### 文档摘录
******************************
为决定每个社区的构成,量化了每个社区内节点在每个RSN的百分数。两个数据集,FM和HC组社区1,2,3的构成一致。社区1包含从视觉到小脑网络的节点,2包含DMN的节点,3包含感觉运动、扣带-盖、次皮层、背侧和腹侧注意网络的节点。最小的社区4在不同数据集和组的节点数目和组成不同,FM一致网络社区4的48%的节点属于额顶网络,HC网络45%的节点与感觉运动网络一致。重复集,社区4的32%的节点在FM一致网络包含额顶网络节点,与发现集一致。突显网络在FM和HC分别构成了社区4节点的41%和50%。总之,FM和HC组每个RSN的节点的社区分布不同。
3.5 慢性疼痛的节点在社区分布上更多变
一致网络的差异表明,社区由多个静息网络的节点组成,这可能揭示了内在静息网络连接的差异。此外,FM患者与HC网络中不同社区节点的组织可能反映了慢性疼痛网络结构的差异,并与患者的临床疼痛强度有关。我们研究了FM和HC之间的社区组成差异与哪些节点有关。较高的phi值表明一个节点在FM或HC组内的个体中始终是同一社区的成员。我们发现许多脑区社区分配在组间存在显著差异,FM患者的Phi值低于HC患者。在发现集和复制集,FM组分别有118和121个节点有显著低的phi值。其余的phi在两组之间统计不显著。264个中有47个节点在两个数据集的FM个体中phi值一致更低,说明它们在FM中显著多变(图5b)。
******************************
### 给定条目
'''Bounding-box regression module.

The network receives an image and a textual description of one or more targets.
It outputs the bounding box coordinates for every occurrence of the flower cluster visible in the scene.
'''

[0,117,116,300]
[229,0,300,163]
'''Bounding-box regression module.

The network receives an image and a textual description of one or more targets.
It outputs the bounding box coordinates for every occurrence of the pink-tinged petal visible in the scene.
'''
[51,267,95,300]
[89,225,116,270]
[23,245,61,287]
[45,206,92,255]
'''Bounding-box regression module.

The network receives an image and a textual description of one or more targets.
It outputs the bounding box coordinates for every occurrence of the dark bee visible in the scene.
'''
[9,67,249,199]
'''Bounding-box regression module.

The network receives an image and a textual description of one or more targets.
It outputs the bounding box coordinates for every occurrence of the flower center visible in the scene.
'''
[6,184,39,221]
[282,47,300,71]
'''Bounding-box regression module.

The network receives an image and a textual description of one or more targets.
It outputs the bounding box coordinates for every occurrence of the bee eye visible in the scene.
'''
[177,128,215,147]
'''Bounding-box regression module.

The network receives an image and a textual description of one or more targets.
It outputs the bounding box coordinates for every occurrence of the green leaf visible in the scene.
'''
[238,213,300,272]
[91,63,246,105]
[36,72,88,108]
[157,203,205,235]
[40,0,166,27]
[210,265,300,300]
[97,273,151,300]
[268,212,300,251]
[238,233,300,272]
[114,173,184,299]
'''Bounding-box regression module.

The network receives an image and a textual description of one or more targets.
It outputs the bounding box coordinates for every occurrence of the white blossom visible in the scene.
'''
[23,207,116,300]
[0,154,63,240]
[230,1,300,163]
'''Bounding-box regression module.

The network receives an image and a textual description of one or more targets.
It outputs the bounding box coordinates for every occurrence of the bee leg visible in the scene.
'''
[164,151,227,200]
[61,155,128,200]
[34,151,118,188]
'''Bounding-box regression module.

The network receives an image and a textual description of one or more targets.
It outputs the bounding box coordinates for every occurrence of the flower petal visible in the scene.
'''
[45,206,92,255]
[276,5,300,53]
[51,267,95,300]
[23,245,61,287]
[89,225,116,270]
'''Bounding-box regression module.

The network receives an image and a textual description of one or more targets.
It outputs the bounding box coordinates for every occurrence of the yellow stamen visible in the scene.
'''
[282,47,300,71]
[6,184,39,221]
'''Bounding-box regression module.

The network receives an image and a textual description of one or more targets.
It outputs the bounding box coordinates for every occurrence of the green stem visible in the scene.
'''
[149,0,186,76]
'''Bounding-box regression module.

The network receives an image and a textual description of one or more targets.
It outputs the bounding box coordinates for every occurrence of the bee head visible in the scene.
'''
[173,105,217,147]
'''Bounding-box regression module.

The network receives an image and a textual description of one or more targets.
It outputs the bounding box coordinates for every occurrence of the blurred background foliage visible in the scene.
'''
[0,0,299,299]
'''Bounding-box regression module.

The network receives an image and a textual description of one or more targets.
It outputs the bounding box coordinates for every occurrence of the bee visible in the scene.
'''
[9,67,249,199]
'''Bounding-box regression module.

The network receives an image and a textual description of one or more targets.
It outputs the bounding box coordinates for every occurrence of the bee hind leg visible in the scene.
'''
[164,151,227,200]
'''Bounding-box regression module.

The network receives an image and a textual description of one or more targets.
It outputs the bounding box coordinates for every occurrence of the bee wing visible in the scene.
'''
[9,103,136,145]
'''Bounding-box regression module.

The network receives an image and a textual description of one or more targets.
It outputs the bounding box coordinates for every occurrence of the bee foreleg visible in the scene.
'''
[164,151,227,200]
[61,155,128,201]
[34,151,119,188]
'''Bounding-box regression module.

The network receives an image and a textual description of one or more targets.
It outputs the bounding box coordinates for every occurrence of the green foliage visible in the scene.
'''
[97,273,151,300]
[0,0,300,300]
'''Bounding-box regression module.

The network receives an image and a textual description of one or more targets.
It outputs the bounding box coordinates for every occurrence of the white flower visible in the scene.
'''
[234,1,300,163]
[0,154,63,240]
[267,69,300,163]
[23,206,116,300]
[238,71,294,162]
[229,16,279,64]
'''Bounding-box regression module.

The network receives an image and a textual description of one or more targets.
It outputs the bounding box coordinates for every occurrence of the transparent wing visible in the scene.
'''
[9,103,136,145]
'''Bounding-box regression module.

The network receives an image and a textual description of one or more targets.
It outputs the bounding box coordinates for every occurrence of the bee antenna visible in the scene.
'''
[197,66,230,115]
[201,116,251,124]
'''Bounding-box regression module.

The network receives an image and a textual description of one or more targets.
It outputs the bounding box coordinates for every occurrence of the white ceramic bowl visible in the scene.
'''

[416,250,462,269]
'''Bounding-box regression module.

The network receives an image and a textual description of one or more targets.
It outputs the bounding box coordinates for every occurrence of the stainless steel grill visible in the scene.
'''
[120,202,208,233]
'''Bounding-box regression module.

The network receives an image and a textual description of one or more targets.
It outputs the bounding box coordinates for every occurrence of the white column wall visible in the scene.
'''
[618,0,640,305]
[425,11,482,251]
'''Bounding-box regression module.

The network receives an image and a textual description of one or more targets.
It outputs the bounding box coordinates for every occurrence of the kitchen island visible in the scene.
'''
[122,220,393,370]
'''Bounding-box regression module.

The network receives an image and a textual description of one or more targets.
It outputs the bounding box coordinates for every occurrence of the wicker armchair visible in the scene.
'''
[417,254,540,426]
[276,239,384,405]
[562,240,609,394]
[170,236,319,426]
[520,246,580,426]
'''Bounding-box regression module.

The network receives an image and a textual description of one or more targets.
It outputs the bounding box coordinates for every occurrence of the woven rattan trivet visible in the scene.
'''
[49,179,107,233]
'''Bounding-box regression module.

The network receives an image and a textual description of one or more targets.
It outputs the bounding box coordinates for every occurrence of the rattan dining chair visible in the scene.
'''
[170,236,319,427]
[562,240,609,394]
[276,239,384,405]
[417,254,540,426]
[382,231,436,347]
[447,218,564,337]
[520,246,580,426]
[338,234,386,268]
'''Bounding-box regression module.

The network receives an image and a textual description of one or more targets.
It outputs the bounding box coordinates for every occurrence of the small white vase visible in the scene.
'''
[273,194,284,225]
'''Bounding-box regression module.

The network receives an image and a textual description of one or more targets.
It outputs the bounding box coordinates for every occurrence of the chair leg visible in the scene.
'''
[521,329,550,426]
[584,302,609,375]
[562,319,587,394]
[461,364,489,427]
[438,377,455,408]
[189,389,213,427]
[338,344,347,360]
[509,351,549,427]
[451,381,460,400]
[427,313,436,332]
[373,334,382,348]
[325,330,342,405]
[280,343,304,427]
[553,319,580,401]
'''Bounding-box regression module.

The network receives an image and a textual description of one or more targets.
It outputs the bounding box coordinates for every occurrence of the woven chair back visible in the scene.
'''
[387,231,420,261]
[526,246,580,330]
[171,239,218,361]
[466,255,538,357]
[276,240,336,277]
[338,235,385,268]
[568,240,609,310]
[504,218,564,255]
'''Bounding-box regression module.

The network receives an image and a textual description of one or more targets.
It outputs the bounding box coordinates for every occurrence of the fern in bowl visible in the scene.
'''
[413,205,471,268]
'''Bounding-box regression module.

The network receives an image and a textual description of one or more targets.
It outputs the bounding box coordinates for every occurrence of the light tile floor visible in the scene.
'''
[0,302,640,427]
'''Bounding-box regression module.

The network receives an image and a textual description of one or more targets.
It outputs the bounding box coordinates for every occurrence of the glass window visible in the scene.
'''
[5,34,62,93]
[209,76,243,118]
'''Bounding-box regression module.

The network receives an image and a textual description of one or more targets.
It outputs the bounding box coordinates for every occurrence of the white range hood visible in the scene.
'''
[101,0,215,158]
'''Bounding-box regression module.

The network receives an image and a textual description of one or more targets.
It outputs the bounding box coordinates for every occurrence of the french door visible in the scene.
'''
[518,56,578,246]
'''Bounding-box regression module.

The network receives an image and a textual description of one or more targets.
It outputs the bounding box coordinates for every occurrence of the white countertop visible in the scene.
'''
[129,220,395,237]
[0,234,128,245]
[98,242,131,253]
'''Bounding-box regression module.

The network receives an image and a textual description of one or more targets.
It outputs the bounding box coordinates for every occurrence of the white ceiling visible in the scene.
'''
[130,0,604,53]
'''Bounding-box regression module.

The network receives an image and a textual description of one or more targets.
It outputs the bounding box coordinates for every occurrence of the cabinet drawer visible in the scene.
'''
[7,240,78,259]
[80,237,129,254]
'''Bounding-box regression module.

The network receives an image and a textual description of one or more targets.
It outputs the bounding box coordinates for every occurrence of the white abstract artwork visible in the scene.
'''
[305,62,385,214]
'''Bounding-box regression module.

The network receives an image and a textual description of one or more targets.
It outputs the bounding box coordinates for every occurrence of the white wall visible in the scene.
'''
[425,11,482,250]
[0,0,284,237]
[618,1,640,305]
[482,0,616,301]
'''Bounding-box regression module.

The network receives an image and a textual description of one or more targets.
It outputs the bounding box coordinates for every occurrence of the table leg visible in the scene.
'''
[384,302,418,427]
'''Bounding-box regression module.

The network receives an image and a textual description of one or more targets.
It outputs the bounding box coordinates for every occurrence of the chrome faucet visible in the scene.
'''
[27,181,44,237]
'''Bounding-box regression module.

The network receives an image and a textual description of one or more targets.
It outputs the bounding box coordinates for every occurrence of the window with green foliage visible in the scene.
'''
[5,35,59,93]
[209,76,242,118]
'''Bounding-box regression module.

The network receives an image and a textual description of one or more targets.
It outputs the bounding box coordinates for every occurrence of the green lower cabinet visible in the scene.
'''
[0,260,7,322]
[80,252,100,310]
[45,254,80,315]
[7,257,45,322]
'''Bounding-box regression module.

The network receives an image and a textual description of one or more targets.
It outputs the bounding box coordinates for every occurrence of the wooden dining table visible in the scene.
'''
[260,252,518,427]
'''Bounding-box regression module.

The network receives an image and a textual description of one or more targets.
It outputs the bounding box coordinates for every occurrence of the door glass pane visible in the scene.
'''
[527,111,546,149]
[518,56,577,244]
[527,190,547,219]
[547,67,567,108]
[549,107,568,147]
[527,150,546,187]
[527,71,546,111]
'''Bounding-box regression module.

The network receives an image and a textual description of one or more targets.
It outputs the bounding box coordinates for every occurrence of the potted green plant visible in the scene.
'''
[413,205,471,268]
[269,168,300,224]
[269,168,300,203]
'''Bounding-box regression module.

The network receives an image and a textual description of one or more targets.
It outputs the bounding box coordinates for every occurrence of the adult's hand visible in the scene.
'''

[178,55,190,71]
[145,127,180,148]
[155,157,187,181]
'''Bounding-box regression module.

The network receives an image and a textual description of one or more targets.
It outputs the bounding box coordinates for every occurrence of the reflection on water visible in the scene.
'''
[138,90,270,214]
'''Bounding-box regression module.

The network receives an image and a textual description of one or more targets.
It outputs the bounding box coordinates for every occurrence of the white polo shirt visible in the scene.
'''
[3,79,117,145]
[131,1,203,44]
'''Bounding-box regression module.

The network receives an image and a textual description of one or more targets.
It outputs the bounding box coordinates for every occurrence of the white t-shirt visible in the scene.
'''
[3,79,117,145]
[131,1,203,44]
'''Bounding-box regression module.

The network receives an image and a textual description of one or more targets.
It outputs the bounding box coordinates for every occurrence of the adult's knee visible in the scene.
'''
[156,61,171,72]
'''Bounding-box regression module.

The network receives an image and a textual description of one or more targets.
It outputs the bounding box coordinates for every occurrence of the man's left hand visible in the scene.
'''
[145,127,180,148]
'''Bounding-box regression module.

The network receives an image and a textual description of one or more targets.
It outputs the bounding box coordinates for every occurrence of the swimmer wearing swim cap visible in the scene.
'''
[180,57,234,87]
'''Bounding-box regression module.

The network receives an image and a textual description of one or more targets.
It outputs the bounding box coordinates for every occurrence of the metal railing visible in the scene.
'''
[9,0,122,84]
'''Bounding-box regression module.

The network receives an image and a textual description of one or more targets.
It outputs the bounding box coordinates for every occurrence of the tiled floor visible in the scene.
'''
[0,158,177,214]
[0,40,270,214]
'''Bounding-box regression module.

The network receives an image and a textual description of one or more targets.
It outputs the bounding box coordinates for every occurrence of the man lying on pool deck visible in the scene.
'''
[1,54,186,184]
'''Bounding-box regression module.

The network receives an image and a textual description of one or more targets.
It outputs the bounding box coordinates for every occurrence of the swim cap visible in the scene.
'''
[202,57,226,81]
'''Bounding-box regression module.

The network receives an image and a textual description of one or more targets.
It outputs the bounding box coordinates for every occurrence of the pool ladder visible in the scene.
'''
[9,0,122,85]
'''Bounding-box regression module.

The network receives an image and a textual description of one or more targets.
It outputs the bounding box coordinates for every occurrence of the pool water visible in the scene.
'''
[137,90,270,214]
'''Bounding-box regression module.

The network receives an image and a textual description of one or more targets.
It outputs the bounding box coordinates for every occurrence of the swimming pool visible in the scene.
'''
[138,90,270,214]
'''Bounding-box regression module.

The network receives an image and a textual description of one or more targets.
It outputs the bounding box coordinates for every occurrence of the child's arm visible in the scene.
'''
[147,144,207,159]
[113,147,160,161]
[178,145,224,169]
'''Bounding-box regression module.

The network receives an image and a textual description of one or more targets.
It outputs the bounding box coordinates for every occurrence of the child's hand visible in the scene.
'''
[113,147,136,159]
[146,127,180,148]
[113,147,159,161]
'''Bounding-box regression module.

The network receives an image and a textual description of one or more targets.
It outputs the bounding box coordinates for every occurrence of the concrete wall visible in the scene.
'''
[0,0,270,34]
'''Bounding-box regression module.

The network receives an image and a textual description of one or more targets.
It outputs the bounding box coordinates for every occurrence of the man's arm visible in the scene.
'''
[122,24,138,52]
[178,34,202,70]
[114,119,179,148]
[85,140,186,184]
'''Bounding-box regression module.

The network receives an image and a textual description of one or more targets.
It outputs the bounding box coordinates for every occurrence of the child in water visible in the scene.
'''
******************************
### 任务说明 1
按文档摘录的说法,在发现集和复制集里,FM组各有多少个节点的phi值显著偏低?
### 任务说明 2
把文档摘录里的一段一字不差地重新打一遍:从“3.5 慢性疼痛的节点在社区分布上更多变”这几个字开始,到“在FM中显著多变(图5b)。”为止。

### 任务回答 1
发现集有118个,复制集有121个。

### 任务回答 2
3.5 慢性疼痛的节点在社区分布上更多变
一致网络的差异表明,社区由多个静息网络的节点组成,这可能揭示了内在静息网络连接的差异。此外,FM患者与HC网络中不同社区节点的组织可能反映了慢性疼痛网络结构的差异,并与患者的临床疼痛强度有关。我们研究了FM和HC之间的社区组成差异与哪些节点有关。较高的phi值表明一个节点在FM或HC组内的个体中始终是同一社区的成员。我们发现许多脑区社区分配在组间存在显著差异,FM患者的Phi值低于HC患者。在发现集和复制集,FM组分别有118和121个节点有显著低的phi值。其余的phi在两组之间统计不显著。264个中有47个节点在两个数据集的FM个体中phi值一致更低,说明它们在FM中显著多变(图5b)。